◆ **What to work on**
Edit the rows below so that "single point per instance" becomes "single point for each instance" everywhere it occurs. Reproduce every other part of each row without change.
=== Data to process ===
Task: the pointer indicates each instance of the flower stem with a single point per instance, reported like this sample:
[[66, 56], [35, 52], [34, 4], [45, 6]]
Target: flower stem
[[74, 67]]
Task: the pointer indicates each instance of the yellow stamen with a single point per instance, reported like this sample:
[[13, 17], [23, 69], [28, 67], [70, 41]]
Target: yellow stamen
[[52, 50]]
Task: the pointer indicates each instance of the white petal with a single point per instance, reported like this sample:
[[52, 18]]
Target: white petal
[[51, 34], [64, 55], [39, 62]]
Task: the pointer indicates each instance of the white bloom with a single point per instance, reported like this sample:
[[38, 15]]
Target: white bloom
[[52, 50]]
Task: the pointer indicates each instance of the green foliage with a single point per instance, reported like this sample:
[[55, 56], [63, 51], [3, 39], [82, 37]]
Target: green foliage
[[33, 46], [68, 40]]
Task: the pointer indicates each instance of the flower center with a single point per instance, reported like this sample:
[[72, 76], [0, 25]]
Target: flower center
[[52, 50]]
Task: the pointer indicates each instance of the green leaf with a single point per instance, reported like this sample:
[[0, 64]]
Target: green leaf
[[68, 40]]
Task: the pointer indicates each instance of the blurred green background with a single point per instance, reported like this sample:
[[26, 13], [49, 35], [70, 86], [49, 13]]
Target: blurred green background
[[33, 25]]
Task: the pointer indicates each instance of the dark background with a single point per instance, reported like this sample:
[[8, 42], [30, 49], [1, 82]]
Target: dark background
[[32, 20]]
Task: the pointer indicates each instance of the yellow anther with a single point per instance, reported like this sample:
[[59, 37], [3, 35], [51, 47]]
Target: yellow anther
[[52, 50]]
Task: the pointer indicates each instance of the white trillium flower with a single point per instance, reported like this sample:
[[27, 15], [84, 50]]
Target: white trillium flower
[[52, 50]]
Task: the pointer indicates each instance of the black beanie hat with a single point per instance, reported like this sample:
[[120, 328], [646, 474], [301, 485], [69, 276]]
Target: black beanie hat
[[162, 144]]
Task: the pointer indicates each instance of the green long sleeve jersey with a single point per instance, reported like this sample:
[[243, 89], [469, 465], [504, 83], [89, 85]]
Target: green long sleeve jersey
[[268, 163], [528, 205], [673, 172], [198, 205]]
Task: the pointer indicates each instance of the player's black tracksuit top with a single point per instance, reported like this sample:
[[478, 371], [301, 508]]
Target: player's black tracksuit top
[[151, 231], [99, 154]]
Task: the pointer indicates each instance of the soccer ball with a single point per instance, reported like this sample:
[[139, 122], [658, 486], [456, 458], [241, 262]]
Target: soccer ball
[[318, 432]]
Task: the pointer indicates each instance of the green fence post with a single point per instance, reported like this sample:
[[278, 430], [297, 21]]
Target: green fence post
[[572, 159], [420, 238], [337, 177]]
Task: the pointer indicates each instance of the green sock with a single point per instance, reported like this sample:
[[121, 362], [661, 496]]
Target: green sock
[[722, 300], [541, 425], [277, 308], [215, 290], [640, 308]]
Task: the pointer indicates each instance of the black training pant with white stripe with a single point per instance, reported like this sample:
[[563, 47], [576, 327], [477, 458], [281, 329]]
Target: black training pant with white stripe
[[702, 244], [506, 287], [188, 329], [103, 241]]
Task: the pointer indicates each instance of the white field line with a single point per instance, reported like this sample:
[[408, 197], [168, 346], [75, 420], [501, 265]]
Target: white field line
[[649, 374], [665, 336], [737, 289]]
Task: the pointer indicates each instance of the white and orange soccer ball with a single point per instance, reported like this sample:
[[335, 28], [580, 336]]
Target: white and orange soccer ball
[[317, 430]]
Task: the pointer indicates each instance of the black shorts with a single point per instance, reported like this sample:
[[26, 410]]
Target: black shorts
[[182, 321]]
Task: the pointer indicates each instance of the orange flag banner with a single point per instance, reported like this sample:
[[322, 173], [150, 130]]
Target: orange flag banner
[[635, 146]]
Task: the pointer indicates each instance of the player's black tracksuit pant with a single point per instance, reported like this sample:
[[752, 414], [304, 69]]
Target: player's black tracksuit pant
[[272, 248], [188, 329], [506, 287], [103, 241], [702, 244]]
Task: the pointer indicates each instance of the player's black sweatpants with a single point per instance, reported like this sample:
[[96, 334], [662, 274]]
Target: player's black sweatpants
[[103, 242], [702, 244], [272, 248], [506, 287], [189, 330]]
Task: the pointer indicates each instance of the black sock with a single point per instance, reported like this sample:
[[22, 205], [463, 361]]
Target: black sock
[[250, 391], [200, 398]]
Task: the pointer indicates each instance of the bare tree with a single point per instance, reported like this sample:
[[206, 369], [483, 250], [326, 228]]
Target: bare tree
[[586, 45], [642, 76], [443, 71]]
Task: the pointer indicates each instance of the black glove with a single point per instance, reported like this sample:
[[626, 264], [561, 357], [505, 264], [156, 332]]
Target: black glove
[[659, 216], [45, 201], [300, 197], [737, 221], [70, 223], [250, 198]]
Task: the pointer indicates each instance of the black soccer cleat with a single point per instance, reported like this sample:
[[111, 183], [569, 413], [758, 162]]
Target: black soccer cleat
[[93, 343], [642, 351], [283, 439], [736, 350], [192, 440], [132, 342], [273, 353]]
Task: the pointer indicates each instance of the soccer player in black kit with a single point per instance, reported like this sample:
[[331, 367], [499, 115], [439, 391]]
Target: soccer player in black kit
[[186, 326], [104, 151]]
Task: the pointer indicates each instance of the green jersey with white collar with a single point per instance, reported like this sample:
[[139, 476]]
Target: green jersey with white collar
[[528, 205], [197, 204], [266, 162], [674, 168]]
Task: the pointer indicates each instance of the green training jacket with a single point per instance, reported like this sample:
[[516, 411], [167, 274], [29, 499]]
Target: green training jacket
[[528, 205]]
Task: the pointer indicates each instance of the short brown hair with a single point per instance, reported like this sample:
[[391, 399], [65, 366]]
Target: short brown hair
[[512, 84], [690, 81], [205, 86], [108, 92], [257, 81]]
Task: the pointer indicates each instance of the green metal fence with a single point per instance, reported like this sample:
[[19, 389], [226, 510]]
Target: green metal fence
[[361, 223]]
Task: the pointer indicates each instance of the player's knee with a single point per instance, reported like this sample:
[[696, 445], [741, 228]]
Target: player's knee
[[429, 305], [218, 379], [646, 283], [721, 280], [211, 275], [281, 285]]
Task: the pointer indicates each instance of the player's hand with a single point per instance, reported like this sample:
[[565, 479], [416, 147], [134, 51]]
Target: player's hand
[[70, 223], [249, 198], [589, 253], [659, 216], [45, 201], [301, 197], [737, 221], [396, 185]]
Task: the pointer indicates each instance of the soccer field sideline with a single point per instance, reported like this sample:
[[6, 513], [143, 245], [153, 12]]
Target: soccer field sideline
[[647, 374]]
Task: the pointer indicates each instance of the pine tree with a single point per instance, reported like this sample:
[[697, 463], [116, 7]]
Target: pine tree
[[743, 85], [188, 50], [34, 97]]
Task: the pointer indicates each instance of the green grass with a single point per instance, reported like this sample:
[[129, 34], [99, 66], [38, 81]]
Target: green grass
===
◆ **Solution below**
Task: the pointer indicates each instance of the flower stem with a single point for each instance, reported like this sample:
[[66, 56], [35, 52], [34, 4], [45, 6]]
Target: flower stem
[[74, 67]]
Task: the pointer indicates each instance of the yellow stamen with a single point for each instance, reported like this sample:
[[13, 17], [23, 69], [28, 67], [70, 41]]
Target: yellow stamen
[[52, 50]]
Task: the pointer indicates each instance of the white petal with a single point for each instance, reported like this sample:
[[52, 18]]
Target: white petal
[[51, 34], [64, 55], [39, 62]]
Task: the pointer indicates each instance of the white bloom with a single point for each instance, reported like this sample:
[[38, 15]]
Target: white bloom
[[52, 50]]
Task: the pointer indicates each instance of the green foliage with a single point for each instance, reported like this sample:
[[55, 56], [63, 51], [3, 39], [82, 37]]
Target: green foliage
[[33, 46], [68, 40]]
Task: the pointer indicates each instance of the flower center with a single point for each instance, reported like this sample:
[[72, 76], [0, 25]]
Target: flower center
[[52, 50]]
Task: the pointer indicates each instance of the green leaf with a single point for each instance, reported like this sample:
[[0, 64]]
Target: green leaf
[[68, 40]]
Task: the pointer indicates each instance of the blurred green background with a single point for each instance, reported like this sample:
[[26, 13], [49, 35], [70, 86], [49, 13]]
Target: blurred green background
[[33, 25]]
Task: the pointer indicates each instance of the dark background with a single point for each instance, reported like this sample:
[[8, 42], [30, 49], [1, 82]]
Target: dark background
[[32, 20]]
Task: the pointer indicates each instance of the yellow anther with a single point for each instance, reported like this sample:
[[59, 37], [3, 35], [51, 47]]
Target: yellow anther
[[52, 50]]
Task: the pointer indicates each instance of the white trillium flower with a single point for each instance, reported like this sample:
[[27, 15], [84, 50]]
Target: white trillium flower
[[52, 50]]
Task: the pointer indicates each instance of the black beanie hat with a single point for each instance, reported like this sample:
[[120, 328], [646, 474], [301, 485], [69, 276]]
Target: black beanie hat
[[162, 144]]
Task: the pointer indicates each instance of the green long sleeve jersey with a single point for each instance, reported like this sample:
[[243, 89], [469, 465], [504, 83], [89, 85]]
Target: green long sleeve jersey
[[268, 163], [528, 205], [673, 172], [198, 205]]
Task: the pointer indicates each instance of the player's black tracksuit top with a single point for each instance, reported like this sample:
[[478, 371], [301, 508]]
Target: player's black tracksuit top
[[151, 231], [99, 154]]
Task: the pointer indicates each instance of the soccer ball with a single point for each instance, reported like this sample:
[[139, 122], [658, 486], [456, 458], [241, 262]]
Target: soccer ball
[[318, 432]]
Task: the pointer indicates each instance of the green fence post with a single point for each instance, reported like this sample:
[[278, 430], [297, 21]]
Target: green fence post
[[572, 159], [420, 238], [337, 177]]
Task: the pointer indicates each instance of the green sock with a single point for each instance, reported like this sample:
[[121, 362], [661, 496]]
Target: green sock
[[722, 300], [541, 425], [277, 308], [215, 290], [640, 308]]
Task: the pointer indicates each instance of the black training pant with white stripe with a single point for each instance, reported like this sample:
[[563, 47], [576, 327], [477, 458], [281, 329]]
Target: black training pant with white stripe
[[702, 244], [506, 287], [188, 329], [103, 241]]
Task: the pointer indicates each instance of the white field line with a single point for each instance, reported like this sample:
[[408, 197], [168, 346], [75, 420], [501, 265]]
Target: white field line
[[649, 374], [665, 336], [737, 289]]
Task: the pointer indicates each instance of the white and orange soccer ball with a single point for each instance, reported like this sample:
[[335, 28], [580, 336]]
Target: white and orange soccer ball
[[317, 430]]
Task: the pointer indicates each instance of the black shorts with a single point for each instance, reported like this sample:
[[26, 410]]
Target: black shorts
[[182, 321]]
Task: the pointer indicates each instance of the orange flag banner with a single point for each instance, reported like this sample:
[[322, 173], [150, 130]]
Target: orange flag banner
[[635, 146]]
Task: the pointer indicates each instance of the player's black tracksuit pant with a single point for each instance, reported like this sample:
[[752, 414], [304, 69]]
Target: player's black tracksuit pant
[[272, 248], [188, 329], [506, 287], [103, 241], [702, 244]]
Task: the pointer indicates each instance of the player's black sweatpants with a single point for each instance, reported like this sample:
[[96, 334], [662, 274]]
Target: player's black sweatpants
[[103, 242], [702, 244], [272, 248], [506, 287], [189, 330]]
Task: the pointer indicates each instance of the black sock with a single point for each instance, reported like this sample:
[[22, 205], [463, 361]]
Target: black sock
[[250, 391], [200, 398]]
Task: the pointer indicates each instance of the bare tree with a single point for each instance, reported like this sample:
[[206, 369], [483, 250], [326, 228]]
Target: bare tree
[[586, 45], [642, 76], [443, 71]]
Task: the pointer indicates each instance of the black glove with a single point for each instance, reported like this sample:
[[626, 264], [561, 357], [505, 264], [156, 332]]
Target: black glove
[[659, 216], [45, 201], [300, 197], [737, 221], [70, 223], [250, 198]]
Task: the pointer indicates each instance of the black soccer cleat with a single point for each instance, reported like this sample:
[[111, 183], [569, 413], [758, 162]]
Target: black soccer cleat
[[93, 343], [642, 351], [283, 439], [736, 350], [192, 440], [132, 342], [273, 353]]
Task: the pointer indicates each instance of the soccer player in black kit with a single point for each instance, reported like this sample:
[[331, 367], [499, 115], [439, 391]]
Target: soccer player in black kit
[[186, 326], [104, 151]]
Task: the pointer indicates each instance of the green jersey with white collar with a single point for each instance, reported like this sample:
[[139, 476]]
Target: green jersey with white collar
[[528, 205], [197, 204], [266, 162], [674, 168]]
Task: the pointer indicates each instance of the green training jacket with a single point for each instance, reported like this sample:
[[516, 411], [167, 274], [29, 499]]
Target: green training jacket
[[528, 205]]
Task: the pointer indicates each instance of the short brown hair with a single point for each instance, reported like this sample:
[[391, 399], [65, 366]]
Target: short brown hair
[[512, 84], [690, 81], [205, 86], [108, 92], [257, 81]]
Task: the pointer indicates each instance of the green metal fence with a single point for each instance, reported like this sample:
[[19, 389], [226, 510]]
Target: green metal fence
[[361, 223]]
Task: the pointer indicates each instance of the player's knee with a single point for each instance, reported like this sample:
[[696, 445], [741, 228]]
Target: player's knee
[[429, 305], [218, 379], [646, 283], [721, 280], [211, 275], [281, 285]]
Task: the pointer indicates each instance of the player's hand with a single point for each instance, reported like this sample:
[[565, 479], [416, 147], [134, 51]]
Target: player's hand
[[70, 223], [249, 198], [589, 253], [659, 216], [45, 201], [301, 197], [737, 221], [396, 185]]
Task: the pointer indicates each instance of the soccer field sideline with a single point for each instance, reported like this sample:
[[6, 513], [143, 245], [153, 12]]
Target: soccer field sideline
[[647, 374]]
Task: the pointer indicates each instance of the pine tree with a single point for each instance, reported like this sample:
[[697, 463], [116, 7]]
Target: pine tree
[[743, 85], [188, 50], [34, 97]]
Task: the pointer indicates each instance of the green grass with a single point for each instance, reported like this sample:
[[129, 34], [99, 66], [38, 81]]
Target: green grass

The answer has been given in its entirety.